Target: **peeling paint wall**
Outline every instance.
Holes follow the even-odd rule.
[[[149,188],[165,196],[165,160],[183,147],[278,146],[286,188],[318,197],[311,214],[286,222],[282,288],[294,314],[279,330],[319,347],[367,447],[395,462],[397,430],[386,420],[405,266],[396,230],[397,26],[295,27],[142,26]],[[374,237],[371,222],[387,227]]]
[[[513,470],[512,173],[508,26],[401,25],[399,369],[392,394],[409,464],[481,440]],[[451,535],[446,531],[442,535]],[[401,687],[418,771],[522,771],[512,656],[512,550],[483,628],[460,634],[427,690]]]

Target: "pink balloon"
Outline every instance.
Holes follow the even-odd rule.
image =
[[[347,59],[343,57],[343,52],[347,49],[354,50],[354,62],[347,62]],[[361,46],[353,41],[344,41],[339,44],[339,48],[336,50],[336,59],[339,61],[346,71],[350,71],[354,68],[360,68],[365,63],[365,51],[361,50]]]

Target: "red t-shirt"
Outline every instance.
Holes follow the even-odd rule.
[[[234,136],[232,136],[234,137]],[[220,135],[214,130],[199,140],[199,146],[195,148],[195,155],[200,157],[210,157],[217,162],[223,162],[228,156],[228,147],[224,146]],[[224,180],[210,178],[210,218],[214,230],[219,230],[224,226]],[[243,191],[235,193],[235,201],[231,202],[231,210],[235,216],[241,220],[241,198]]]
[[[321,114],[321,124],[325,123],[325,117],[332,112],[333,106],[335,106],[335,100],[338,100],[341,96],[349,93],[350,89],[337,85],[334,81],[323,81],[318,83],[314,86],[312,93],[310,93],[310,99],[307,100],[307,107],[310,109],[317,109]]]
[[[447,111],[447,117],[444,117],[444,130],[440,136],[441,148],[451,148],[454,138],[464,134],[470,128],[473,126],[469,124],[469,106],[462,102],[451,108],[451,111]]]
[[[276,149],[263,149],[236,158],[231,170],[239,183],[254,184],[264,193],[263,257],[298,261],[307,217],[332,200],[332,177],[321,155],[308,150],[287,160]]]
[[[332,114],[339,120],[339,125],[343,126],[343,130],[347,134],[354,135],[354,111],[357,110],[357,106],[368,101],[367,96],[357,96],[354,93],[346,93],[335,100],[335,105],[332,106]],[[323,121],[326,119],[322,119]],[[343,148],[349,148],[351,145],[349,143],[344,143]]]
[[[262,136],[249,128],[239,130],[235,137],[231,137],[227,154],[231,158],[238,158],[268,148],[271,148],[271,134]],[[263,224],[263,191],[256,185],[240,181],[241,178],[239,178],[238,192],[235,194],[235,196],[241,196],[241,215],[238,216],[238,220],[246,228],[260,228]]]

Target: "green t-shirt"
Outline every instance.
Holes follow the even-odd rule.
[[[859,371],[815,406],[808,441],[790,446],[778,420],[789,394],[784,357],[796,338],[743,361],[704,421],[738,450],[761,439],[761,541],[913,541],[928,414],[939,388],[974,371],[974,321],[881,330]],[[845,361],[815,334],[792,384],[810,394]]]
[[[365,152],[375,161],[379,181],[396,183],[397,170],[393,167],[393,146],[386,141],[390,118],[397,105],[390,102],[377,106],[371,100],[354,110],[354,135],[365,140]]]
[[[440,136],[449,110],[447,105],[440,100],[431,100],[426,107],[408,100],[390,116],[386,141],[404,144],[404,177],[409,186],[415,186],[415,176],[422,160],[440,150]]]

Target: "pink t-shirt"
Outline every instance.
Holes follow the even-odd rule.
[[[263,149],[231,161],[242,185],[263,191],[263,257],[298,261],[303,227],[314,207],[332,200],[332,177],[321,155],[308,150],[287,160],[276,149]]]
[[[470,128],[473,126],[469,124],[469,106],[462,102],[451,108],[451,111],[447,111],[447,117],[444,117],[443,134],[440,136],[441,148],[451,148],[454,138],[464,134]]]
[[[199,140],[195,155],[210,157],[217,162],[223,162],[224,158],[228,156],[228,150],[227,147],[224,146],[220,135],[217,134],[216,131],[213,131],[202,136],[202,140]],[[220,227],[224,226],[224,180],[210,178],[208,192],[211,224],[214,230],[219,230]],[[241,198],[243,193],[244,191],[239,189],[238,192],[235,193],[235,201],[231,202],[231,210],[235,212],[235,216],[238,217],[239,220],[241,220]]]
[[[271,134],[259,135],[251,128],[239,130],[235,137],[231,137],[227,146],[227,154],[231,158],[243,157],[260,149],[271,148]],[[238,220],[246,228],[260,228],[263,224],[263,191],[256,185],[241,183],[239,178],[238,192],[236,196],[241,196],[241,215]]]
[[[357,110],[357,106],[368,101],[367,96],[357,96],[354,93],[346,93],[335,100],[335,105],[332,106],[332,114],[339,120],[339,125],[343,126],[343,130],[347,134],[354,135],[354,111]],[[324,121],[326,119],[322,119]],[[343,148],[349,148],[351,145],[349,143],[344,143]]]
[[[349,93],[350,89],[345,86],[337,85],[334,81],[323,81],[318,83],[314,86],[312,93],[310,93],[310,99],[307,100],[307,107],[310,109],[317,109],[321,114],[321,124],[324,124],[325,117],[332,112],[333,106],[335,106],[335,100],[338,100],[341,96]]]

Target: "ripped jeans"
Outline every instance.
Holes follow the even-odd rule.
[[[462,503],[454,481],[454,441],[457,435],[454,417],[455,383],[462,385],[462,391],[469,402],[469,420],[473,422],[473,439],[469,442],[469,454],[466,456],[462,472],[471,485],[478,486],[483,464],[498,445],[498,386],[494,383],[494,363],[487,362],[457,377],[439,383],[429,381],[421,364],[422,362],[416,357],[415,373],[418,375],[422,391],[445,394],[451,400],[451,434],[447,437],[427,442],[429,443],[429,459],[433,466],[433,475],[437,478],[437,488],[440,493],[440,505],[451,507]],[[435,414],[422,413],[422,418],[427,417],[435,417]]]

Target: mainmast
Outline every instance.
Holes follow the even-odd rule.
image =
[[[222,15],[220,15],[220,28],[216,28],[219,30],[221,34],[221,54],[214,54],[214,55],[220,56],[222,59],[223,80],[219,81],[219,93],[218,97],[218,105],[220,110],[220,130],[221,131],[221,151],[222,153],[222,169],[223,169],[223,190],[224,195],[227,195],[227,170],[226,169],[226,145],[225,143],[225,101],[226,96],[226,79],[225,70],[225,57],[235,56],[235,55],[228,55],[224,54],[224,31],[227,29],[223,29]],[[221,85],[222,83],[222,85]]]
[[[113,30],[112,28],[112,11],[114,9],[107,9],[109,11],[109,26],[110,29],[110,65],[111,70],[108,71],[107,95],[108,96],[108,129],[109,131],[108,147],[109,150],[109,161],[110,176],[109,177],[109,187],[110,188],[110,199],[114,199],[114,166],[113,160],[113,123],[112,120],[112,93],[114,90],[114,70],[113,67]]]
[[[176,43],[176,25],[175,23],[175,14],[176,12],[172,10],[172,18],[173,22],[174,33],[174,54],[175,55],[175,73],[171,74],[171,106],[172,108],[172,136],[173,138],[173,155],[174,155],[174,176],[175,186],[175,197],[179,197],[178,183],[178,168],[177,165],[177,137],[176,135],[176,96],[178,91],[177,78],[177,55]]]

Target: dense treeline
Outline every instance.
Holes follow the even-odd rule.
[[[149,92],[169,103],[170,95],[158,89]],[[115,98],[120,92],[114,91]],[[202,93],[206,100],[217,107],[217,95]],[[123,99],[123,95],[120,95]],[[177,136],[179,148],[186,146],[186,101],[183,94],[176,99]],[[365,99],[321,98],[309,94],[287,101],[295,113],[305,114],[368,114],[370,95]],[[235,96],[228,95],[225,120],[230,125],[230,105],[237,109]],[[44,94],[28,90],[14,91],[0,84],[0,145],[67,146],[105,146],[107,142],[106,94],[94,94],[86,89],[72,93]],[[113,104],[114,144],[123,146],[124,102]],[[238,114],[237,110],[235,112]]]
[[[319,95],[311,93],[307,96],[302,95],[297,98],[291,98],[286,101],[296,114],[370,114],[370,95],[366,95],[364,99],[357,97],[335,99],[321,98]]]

◆ **Written problem**: Locate the line that contains "Target: dense treeline", then please quote it and every line after it to the end of the entries above, exactly and with nothing else.

◆ **Output**:
Target: dense treeline
Outline every instance.
Holes follow the even-odd rule.
[[[149,92],[169,103],[170,95],[158,89]],[[115,98],[120,92],[114,91]],[[202,93],[206,100],[217,107],[217,95]],[[123,99],[123,95],[120,95]],[[177,136],[179,148],[186,146],[186,101],[183,94],[176,99]],[[365,99],[321,98],[309,94],[287,101],[295,113],[305,114],[368,114],[370,95]],[[235,96],[228,95],[225,120],[230,125],[230,105],[237,109]],[[44,94],[28,90],[14,91],[0,84],[0,145],[67,146],[105,146],[107,142],[106,94],[94,94],[86,89],[72,93]],[[113,104],[114,144],[123,146],[124,102]],[[238,114],[237,110],[235,112]]]
[[[319,95],[311,93],[307,96],[302,95],[297,98],[291,98],[286,101],[296,114],[370,114],[370,95],[366,95],[364,99],[357,97],[335,99],[321,98]]]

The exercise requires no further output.